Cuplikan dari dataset
+ + + + +
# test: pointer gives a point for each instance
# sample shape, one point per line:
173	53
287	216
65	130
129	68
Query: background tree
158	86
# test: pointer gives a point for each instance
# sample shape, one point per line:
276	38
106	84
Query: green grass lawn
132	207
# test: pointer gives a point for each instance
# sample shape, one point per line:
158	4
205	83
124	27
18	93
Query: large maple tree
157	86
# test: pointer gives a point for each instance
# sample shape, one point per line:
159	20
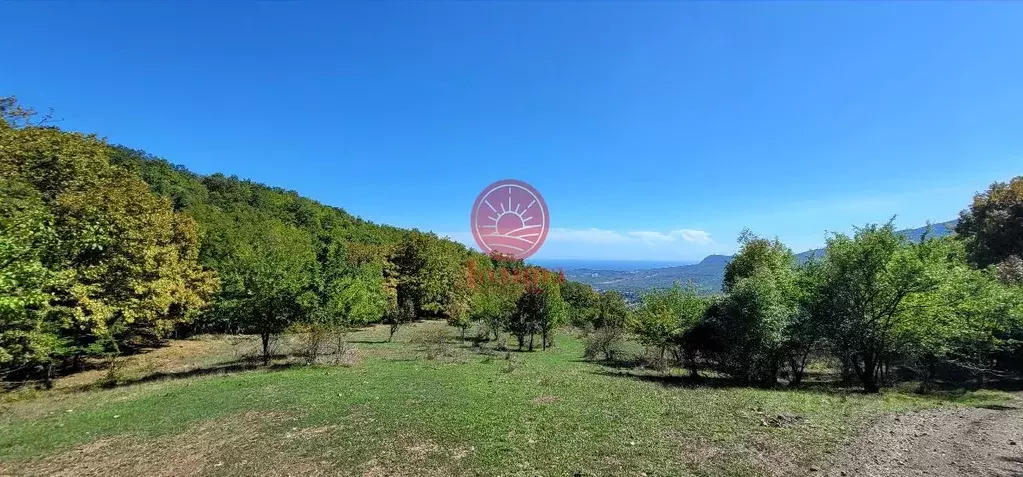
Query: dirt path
+ + + + +
» Deskripsi Masalah
Ulangi semua baris item di atas tanpa mengubah apa pun, tetapi jangan sertakan gambarnya.

» Solusi Tertulis
# test: pointer gives a point for each instance
# sample shape, one point per line:
173	53
287	216
65	130
129	68
Query: background tree
158	86
# test: pointer gives a point for each instance
# sample shape, one point per line:
276	38
106	84
Query: green grass lawn
132	207
# test: pointer gives a point for each instance
# sample shape, one point per line:
158	4
205	83
124	27
18	93
Query: large maple tree
157	86
# test: pointer gives a point for each instance
# sample shape, one point per line:
159	20
Query: dirt path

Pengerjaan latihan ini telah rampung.